• _PROBLEM DETAILS_
Copy the listing below line for line, unchanged, and leave the picture out of your answer.

• _INPUT DATA_
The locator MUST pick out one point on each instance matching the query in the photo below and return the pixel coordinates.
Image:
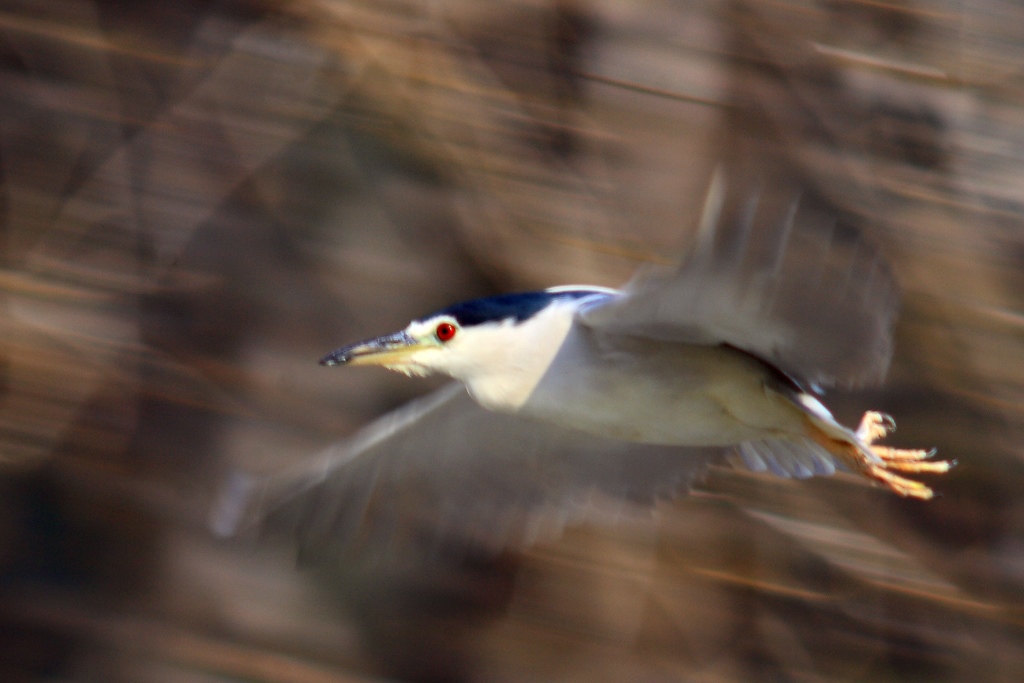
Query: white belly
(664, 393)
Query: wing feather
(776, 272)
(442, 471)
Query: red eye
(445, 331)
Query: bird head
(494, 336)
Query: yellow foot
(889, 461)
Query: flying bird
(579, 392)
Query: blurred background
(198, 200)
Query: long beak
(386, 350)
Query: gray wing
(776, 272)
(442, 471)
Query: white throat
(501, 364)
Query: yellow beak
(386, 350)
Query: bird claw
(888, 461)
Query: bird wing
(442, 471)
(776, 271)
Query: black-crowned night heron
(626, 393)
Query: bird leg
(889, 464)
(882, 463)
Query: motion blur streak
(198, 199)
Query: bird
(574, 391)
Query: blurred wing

• _CORRECT RESULT_
The locator MUST pick out one point on each instance matching the query in the photo below and return the pixel coordinates.
Image:
Query: white belly
(664, 393)
Query: wing feather
(776, 272)
(442, 471)
Query: red eye
(445, 331)
Query: bird head
(494, 336)
Query: yellow foot
(889, 461)
Query: flying bird
(579, 392)
Query: blurred background
(198, 200)
Query: long beak
(386, 350)
Query: gray wing
(776, 272)
(442, 471)
Query: white throat
(501, 364)
Query: yellow beak
(386, 350)
Query: bird claw
(888, 461)
Query: bird wing
(442, 471)
(776, 271)
Query: black-crowned night heron
(626, 393)
Query: bird leg
(889, 464)
(882, 463)
Query: motion blur streak
(198, 199)
Query: bird
(574, 391)
Query: blurred wing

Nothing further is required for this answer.